WORK TASK
Return every line of the material below unchanged, character for character.

Start of AVAILABLE DATA

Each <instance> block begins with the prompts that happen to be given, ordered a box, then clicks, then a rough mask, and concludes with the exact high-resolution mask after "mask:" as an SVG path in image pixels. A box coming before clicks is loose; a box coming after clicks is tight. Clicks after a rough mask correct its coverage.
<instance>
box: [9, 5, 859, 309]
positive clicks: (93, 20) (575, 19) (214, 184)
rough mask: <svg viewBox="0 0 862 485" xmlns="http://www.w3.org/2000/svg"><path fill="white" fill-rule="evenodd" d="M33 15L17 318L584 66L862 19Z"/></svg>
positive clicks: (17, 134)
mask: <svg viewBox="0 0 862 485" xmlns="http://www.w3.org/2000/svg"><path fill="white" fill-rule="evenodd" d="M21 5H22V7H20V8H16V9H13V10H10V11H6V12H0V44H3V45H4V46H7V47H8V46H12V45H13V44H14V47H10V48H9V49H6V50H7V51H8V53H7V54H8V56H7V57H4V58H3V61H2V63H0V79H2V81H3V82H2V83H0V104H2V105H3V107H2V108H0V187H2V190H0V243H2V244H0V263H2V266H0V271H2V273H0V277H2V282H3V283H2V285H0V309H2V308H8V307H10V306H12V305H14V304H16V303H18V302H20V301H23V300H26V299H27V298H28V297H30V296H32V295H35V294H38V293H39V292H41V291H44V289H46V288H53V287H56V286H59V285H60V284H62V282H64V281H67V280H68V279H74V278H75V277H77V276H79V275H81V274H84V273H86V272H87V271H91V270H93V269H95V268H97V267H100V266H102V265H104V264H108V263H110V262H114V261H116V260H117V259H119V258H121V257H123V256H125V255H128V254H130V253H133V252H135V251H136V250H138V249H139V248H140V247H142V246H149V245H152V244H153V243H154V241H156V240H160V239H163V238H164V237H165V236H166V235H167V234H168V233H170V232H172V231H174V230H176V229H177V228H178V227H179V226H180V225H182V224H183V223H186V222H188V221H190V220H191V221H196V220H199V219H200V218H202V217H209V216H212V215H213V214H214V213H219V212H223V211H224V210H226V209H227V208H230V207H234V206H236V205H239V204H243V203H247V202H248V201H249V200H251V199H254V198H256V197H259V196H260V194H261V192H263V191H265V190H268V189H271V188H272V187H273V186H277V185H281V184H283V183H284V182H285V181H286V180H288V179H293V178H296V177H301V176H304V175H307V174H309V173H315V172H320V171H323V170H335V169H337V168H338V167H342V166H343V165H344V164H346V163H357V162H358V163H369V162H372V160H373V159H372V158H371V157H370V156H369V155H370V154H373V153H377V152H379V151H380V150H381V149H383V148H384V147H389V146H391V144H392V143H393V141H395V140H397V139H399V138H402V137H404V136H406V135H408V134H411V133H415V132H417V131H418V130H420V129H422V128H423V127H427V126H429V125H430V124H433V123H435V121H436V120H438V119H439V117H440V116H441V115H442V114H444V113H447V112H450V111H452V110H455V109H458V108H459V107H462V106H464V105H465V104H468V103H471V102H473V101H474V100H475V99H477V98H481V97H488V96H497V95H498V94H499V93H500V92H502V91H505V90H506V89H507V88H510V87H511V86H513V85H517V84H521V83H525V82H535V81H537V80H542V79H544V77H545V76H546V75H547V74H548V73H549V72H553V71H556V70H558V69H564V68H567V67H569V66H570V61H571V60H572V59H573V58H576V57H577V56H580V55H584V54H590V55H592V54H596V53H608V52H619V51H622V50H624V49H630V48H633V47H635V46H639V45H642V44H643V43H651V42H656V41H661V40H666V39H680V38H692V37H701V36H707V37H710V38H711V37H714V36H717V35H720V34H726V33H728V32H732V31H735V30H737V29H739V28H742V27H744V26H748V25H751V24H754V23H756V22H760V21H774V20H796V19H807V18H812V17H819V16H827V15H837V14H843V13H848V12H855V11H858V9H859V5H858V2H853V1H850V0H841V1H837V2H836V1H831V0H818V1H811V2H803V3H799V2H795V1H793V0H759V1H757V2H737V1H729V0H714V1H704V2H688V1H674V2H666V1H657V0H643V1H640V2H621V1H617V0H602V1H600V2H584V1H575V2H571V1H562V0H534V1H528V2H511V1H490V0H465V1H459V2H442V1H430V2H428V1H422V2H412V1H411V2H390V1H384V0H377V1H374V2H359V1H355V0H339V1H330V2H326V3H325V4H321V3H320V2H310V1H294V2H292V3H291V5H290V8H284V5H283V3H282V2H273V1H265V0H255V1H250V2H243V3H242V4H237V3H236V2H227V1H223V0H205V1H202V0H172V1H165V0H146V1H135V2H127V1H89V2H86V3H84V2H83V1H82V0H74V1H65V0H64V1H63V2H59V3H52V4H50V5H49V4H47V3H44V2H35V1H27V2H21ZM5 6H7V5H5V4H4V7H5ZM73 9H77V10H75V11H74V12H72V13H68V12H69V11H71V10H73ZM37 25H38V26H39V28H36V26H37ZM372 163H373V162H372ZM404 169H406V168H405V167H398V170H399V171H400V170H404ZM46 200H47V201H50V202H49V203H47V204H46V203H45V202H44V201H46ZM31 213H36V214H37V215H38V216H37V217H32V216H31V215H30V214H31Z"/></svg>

End of AVAILABLE DATA

ANSWER FOR THE TASK
Each <instance> block begins with the prompts that happen to be given, ordered a box, then clicks, then a rough mask, and concludes with the exact high-resolution mask after "mask:" as an SVG path in image pixels. A box coming before clicks is loose; a box coming after clicks is tight. Clicks after a rough mask correct its coverage.
<instance>
box: [9, 5, 859, 309]
positive clicks: (93, 20) (575, 19) (214, 184)
rough mask: <svg viewBox="0 0 862 485" xmlns="http://www.w3.org/2000/svg"><path fill="white" fill-rule="evenodd" d="M33 15L17 318L584 66L862 19Z"/></svg>
positive clicks: (17, 134)
mask: <svg viewBox="0 0 862 485" xmlns="http://www.w3.org/2000/svg"><path fill="white" fill-rule="evenodd" d="M21 5H22V7H20V8H16V9H13V10H10V11H6V12H0V44H3V45H4V46H7V47H8V46H12V45H13V44H14V47H10V48H9V49H6V50H7V51H8V53H7V54H8V56H7V57H4V58H3V61H2V63H0V79H2V81H3V82H2V83H0V104H2V105H3V107H2V108H0V187H2V190H0V243H2V244H0V263H2V266H0V271H2V273H0V277H2V282H3V283H2V285H0V309H2V308H8V307H10V306H12V305H14V304H16V303H18V302H20V301H23V300H26V299H27V298H28V297H30V296H32V295H35V294H38V293H39V292H41V291H44V289H46V288H53V287H56V286H59V285H60V284H62V282H64V281H67V280H68V279H74V278H75V277H77V276H79V275H81V274H84V273H86V272H87V271H91V270H93V269H95V268H97V267H100V266H102V265H104V264H108V263H110V262H114V261H116V260H117V259H119V258H121V257H123V256H125V255H128V254H130V253H133V252H135V251H136V250H138V249H139V248H140V247H142V246H149V245H152V244H153V243H154V241H156V240H160V239H163V238H164V237H165V236H166V235H167V234H168V233H170V232H172V231H174V230H176V229H177V228H178V227H179V226H180V225H182V224H183V223H186V222H188V221H190V220H191V221H196V220H199V219H200V218H202V217H209V216H212V215H213V214H214V213H219V212H223V211H224V210H226V209H227V208H230V207H234V206H236V205H239V204H243V203H247V202H248V201H249V200H251V199H254V198H256V197H259V196H260V194H261V192H263V191H265V190H268V189H271V188H272V187H273V186H277V185H281V184H283V183H284V182H285V181H286V180H288V179H293V178H296V177H301V176H304V175H307V174H309V173H315V172H320V171H323V170H335V169H337V168H338V167H342V166H343V165H344V164H346V163H357V162H358V163H369V162H372V160H373V159H372V158H371V157H370V156H369V155H370V154H373V153H377V152H379V151H380V150H381V149H383V148H384V147H389V146H391V144H392V143H393V141H395V140H397V139H399V138H402V137H404V136H406V135H408V134H411V133H415V132H417V131H418V130H420V129H422V128H423V127H427V126H429V125H430V124H433V123H435V121H436V120H438V119H439V117H440V116H441V115H442V114H444V113H447V112H450V111H452V110H455V109H458V108H459V107H462V106H464V105H465V104H468V103H471V102H473V101H474V100H475V99H477V98H481V97H488V96H497V95H498V94H499V93H500V92H502V91H505V90H506V89H507V88H510V87H511V86H513V85H517V84H521V83H525V82H535V81H537V80H542V79H544V77H545V76H546V75H547V74H548V73H549V72H553V71H556V70H558V69H564V68H567V67H569V66H570V61H571V60H572V59H573V58H576V57H577V56H580V55H584V54H590V55H592V54H596V53H608V52H619V51H622V50H624V49H630V48H633V47H635V46H639V45H642V44H643V43H651V42H656V41H661V40H666V39H680V38H692V37H701V36H707V37H710V38H711V37H714V36H717V35H720V34H726V33H728V32H732V31H735V30H737V29H739V28H742V27H744V26H748V25H751V24H754V23H756V22H760V21H774V20H796V19H807V18H812V17H819V16H827V15H837V14H843V13H848V12H855V11H858V9H859V5H858V2H853V1H850V0H841V1H837V2H836V1H831V0H818V1H811V2H803V3H799V2H795V1H793V0H759V1H757V2H737V1H729V0H714V1H704V2H688V1H674V2H666V1H657V0H643V1H640V2H621V1H617V0H602V1H600V2H584V1H575V2H571V1H562V0H534V1H528V2H511V1H490V0H465V1H459V2H442V1H430V2H428V1H422V2H412V1H411V2H390V1H384V0H377V1H374V2H359V1H355V0H339V1H330V2H326V3H325V4H321V3H320V2H310V1H294V2H292V3H291V5H290V8H284V5H283V3H282V2H273V1H265V0H255V1H250V2H243V3H242V4H237V3H236V2H227V1H223V0H205V1H202V0H172V1H165V0H146V1H135V2H127V1H89V2H86V3H84V2H83V1H82V0H74V1H65V0H64V1H63V2H59V3H52V4H50V5H49V4H47V3H44V2H35V1H27V2H21ZM5 6H7V5H5V4H4V7H5ZM73 9H77V10H75V11H74V12H72V13H68V12H69V11H71V10H73ZM37 25H38V26H39V28H36V26H37ZM372 163H373V162H372ZM404 169H406V168H405V167H398V170H399V171H400V170H404ZM46 200H47V201H50V202H49V203H47V204H46V203H45V202H44V201H46ZM31 213H36V214H37V215H38V216H37V217H32V216H31V215H30V214H31Z"/></svg>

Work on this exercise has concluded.